### What is asked
Find every line in the items below that contains the string "trim", and copy each of those lines. Treat uppercase and lowercase letters as different.

### Source data
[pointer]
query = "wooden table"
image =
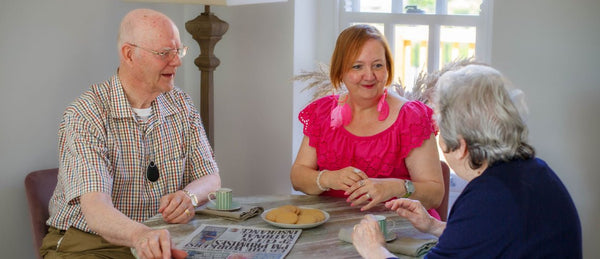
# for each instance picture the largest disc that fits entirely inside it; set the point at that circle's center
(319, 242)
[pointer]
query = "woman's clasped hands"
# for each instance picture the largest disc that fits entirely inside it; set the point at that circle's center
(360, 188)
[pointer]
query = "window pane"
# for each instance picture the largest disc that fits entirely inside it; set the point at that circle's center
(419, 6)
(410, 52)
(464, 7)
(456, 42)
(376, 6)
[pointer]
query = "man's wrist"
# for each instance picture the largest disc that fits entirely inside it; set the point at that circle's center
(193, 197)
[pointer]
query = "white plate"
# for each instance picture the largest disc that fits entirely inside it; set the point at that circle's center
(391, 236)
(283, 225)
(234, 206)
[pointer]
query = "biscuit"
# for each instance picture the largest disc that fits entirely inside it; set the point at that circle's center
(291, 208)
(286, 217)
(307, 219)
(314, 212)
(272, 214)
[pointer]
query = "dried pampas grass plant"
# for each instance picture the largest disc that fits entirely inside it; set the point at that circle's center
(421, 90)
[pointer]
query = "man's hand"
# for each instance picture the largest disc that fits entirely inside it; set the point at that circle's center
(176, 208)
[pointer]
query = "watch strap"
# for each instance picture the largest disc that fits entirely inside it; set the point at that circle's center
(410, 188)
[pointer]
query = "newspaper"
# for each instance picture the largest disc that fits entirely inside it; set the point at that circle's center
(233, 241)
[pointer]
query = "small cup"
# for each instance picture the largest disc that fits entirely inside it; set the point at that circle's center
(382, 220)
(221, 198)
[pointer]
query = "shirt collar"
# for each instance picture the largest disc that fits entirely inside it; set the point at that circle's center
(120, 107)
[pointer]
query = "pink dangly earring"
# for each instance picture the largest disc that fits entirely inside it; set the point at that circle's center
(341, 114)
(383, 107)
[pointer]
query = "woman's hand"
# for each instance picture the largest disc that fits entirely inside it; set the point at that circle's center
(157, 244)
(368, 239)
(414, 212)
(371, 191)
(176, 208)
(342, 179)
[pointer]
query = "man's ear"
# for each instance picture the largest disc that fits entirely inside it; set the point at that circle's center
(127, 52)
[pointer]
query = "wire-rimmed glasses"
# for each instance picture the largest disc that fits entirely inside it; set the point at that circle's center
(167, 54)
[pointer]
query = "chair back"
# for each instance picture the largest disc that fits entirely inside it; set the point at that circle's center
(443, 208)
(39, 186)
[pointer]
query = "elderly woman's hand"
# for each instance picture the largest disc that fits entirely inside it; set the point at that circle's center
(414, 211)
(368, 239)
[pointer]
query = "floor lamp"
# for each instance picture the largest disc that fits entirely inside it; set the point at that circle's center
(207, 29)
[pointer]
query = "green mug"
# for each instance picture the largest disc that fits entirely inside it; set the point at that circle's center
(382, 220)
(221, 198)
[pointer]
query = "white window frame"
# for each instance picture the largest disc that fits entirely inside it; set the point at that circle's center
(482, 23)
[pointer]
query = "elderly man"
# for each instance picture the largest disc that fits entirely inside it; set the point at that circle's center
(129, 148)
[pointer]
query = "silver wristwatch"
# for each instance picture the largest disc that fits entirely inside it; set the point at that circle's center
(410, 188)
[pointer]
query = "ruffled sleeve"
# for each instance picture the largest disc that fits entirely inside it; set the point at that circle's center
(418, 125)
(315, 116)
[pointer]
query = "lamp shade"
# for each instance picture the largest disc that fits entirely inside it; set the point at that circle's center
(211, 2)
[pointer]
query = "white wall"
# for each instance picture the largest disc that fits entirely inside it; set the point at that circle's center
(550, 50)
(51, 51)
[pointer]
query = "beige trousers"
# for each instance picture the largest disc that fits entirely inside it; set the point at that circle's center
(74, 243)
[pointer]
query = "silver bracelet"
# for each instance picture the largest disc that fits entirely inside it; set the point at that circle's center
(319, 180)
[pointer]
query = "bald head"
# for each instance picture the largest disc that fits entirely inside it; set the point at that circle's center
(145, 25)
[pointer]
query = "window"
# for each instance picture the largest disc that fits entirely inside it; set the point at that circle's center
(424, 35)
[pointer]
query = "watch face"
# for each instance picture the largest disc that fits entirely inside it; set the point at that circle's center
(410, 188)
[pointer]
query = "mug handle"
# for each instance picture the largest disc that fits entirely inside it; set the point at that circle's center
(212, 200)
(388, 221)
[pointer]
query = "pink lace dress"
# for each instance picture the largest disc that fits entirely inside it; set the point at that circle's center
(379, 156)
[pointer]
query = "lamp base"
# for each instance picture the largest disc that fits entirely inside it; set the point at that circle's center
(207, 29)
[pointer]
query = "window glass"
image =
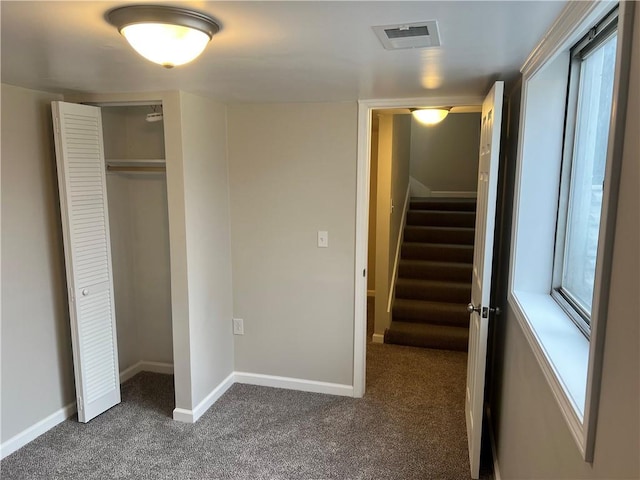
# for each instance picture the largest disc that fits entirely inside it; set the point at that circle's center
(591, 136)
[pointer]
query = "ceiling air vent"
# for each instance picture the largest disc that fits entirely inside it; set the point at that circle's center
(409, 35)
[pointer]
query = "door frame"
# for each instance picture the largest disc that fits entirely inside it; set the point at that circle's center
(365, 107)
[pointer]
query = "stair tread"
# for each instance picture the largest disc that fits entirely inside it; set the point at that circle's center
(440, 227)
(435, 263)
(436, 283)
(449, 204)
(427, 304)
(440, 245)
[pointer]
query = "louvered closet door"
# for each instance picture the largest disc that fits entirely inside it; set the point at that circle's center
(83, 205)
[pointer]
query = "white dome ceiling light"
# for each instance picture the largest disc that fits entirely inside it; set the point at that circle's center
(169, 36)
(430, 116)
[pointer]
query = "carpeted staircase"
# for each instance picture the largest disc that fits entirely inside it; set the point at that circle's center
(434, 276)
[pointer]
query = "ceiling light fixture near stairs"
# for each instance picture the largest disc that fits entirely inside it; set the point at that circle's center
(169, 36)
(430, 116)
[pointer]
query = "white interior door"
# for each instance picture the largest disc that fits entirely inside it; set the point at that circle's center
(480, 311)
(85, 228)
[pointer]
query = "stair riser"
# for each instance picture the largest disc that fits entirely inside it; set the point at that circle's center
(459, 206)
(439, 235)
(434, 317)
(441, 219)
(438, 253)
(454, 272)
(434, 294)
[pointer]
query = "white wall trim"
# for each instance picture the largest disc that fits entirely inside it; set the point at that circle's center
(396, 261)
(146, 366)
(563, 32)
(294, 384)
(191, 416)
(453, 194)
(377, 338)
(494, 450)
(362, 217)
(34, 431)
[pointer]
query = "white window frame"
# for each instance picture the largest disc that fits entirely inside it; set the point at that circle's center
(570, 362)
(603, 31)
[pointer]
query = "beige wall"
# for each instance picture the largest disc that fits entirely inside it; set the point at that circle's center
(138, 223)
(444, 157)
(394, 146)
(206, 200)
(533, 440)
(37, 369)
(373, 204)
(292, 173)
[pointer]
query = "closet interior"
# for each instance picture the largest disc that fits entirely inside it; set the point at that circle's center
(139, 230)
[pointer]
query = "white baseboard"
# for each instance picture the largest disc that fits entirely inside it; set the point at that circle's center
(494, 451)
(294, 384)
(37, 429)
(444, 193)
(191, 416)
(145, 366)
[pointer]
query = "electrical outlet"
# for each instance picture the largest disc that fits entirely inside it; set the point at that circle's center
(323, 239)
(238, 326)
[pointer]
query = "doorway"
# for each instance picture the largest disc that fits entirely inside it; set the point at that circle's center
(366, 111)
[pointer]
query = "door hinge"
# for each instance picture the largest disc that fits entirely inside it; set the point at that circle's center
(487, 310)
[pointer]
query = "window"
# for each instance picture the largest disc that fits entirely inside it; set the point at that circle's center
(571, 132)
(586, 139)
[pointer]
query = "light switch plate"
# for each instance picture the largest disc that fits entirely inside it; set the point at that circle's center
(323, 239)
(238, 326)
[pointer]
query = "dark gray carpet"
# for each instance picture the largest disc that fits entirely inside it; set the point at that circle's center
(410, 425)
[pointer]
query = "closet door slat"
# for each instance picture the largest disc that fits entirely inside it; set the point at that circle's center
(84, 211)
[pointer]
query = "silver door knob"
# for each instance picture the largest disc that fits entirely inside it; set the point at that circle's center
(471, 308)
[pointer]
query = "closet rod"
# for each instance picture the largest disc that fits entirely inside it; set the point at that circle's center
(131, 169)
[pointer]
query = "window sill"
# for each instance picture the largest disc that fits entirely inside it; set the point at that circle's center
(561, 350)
--
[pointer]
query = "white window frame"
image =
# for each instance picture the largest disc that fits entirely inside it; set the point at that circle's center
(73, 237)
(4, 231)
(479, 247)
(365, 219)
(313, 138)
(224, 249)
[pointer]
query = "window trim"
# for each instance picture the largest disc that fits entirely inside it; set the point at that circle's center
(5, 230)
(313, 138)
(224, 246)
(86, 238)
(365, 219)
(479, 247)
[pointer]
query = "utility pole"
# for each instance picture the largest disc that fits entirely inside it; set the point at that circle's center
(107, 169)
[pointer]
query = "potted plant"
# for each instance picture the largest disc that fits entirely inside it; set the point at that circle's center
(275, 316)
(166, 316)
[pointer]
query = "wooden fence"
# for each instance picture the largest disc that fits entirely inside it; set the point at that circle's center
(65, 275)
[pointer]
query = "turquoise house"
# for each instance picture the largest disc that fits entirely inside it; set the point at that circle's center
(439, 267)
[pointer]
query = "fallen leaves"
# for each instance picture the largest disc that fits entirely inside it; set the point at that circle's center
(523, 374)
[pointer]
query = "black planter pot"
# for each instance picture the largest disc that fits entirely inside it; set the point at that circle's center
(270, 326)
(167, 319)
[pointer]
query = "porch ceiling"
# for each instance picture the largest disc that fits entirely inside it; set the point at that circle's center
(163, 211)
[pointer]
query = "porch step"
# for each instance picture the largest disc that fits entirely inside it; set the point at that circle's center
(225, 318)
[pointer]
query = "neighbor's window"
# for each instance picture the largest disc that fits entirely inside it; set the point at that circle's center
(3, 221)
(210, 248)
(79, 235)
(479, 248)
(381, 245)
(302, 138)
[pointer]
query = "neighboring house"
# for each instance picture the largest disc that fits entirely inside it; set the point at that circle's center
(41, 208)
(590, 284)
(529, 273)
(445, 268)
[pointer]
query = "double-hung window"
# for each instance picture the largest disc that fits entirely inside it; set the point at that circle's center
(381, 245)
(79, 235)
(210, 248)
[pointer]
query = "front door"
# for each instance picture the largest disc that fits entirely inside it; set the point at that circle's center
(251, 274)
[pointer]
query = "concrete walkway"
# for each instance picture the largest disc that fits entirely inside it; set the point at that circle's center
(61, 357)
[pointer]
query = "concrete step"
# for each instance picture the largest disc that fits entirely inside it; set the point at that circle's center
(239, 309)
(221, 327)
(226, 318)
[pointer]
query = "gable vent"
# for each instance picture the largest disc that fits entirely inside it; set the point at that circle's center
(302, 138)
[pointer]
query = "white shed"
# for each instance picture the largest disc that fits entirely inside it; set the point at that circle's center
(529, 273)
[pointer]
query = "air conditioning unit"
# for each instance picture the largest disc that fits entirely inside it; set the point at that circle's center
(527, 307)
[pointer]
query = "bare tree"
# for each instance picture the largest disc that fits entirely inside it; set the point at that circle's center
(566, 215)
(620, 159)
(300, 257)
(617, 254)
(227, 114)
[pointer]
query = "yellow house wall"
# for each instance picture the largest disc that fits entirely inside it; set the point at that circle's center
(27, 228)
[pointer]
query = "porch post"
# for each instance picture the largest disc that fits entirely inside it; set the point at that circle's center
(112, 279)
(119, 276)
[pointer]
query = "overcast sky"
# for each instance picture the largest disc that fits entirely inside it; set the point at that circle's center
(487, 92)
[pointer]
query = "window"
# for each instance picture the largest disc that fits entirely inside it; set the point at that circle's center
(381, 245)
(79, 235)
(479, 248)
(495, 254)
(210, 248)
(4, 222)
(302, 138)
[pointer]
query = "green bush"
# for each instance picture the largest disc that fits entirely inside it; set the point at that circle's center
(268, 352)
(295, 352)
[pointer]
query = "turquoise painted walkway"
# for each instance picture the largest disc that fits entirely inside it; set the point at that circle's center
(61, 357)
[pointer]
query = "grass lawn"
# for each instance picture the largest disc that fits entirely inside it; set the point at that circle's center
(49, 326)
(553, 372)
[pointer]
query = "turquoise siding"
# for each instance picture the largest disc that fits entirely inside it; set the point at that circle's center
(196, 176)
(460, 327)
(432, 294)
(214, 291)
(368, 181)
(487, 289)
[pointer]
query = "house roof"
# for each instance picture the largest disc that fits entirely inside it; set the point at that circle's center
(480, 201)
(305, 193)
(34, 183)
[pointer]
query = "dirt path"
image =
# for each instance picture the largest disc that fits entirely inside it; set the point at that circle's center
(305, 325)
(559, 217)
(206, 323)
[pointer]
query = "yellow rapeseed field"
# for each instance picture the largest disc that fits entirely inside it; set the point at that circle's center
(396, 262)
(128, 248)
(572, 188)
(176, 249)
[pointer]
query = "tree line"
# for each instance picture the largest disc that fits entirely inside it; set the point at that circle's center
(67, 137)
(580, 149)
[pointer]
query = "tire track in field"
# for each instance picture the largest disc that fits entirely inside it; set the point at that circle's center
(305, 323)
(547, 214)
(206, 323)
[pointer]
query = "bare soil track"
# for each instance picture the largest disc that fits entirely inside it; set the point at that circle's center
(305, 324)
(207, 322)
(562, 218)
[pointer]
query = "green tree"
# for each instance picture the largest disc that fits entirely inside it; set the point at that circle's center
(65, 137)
...
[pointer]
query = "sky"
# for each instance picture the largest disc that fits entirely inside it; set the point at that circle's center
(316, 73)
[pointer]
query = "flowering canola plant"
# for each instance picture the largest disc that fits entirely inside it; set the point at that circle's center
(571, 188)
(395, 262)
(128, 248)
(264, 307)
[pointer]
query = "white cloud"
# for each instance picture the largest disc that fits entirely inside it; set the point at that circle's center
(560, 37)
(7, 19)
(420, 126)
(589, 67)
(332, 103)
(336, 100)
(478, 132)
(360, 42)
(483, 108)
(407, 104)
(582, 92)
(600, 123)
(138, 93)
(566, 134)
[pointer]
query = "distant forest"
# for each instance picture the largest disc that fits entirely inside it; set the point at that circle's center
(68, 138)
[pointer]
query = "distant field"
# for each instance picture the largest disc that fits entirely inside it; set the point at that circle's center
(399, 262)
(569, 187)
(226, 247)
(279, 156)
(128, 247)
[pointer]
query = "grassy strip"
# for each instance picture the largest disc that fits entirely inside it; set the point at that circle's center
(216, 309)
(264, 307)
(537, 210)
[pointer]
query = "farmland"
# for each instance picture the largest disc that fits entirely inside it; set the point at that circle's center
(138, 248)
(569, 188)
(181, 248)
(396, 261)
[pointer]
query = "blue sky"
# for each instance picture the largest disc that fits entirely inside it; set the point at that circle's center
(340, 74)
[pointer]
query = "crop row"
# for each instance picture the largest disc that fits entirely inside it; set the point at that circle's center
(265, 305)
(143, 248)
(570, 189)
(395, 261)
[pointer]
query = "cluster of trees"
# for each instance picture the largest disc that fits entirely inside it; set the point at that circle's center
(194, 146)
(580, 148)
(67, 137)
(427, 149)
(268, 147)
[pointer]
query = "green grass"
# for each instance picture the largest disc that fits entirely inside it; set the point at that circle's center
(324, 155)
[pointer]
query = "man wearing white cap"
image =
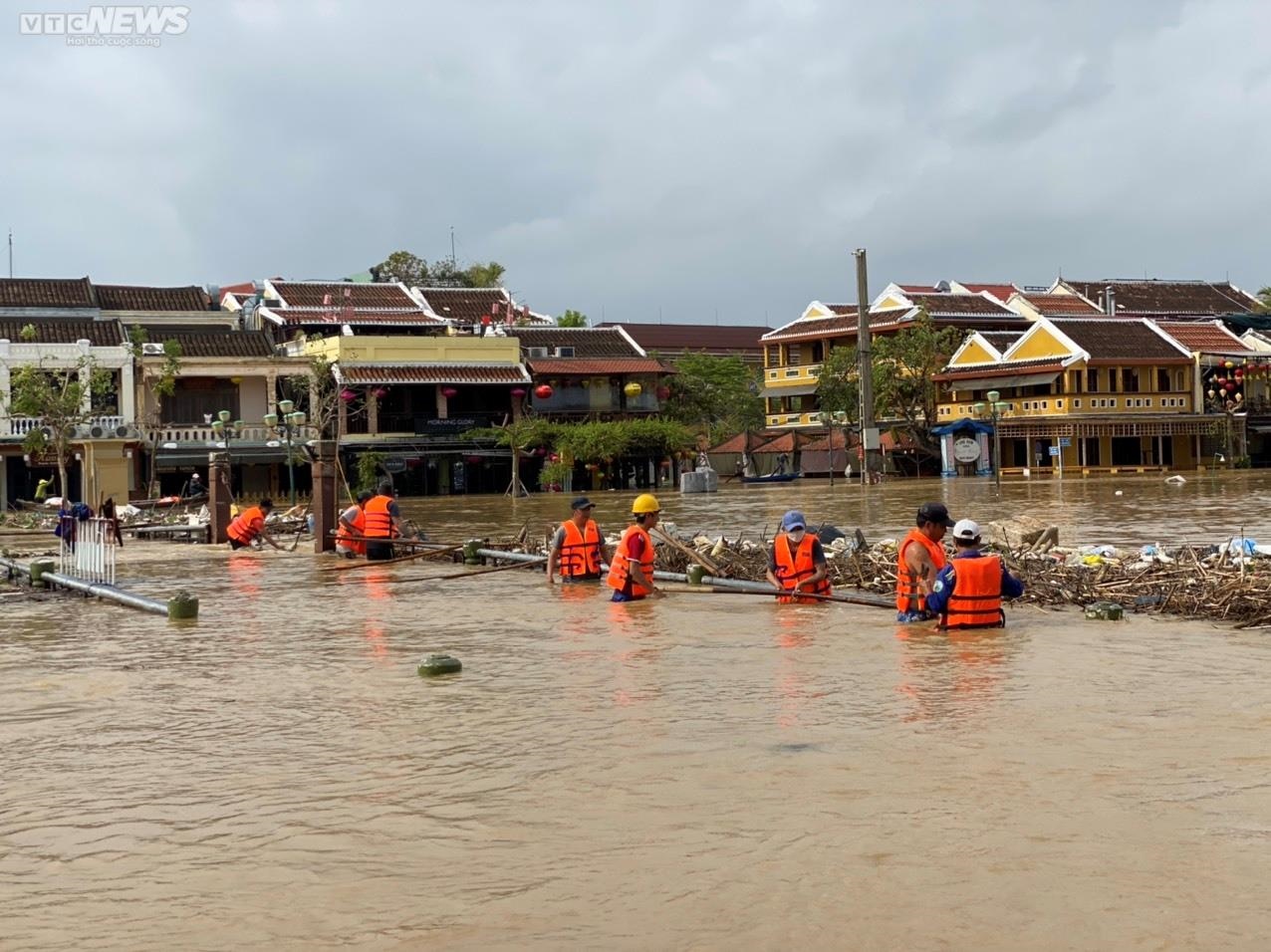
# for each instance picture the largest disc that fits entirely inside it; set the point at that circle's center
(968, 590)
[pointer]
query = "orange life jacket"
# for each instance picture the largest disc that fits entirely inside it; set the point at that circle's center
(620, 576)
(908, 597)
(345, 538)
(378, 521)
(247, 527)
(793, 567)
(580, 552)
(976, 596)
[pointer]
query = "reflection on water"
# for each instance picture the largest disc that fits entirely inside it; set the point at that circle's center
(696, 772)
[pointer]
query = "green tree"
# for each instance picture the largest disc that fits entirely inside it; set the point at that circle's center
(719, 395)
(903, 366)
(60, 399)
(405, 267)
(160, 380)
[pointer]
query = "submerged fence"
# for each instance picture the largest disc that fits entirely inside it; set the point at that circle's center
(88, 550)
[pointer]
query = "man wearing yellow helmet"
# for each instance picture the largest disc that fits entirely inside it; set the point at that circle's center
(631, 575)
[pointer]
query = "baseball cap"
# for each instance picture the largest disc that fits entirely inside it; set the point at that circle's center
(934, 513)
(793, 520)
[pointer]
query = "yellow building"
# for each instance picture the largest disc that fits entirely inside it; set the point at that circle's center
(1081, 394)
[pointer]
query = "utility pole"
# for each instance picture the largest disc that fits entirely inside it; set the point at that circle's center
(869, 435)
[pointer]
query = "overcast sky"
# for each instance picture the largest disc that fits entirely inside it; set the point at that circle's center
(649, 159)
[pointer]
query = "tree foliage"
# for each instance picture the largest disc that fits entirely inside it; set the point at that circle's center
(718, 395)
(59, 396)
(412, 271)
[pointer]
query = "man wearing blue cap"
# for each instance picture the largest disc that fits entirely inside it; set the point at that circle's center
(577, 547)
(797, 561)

### Solution to this exercise
query = "white wall trim"
query = "window trim"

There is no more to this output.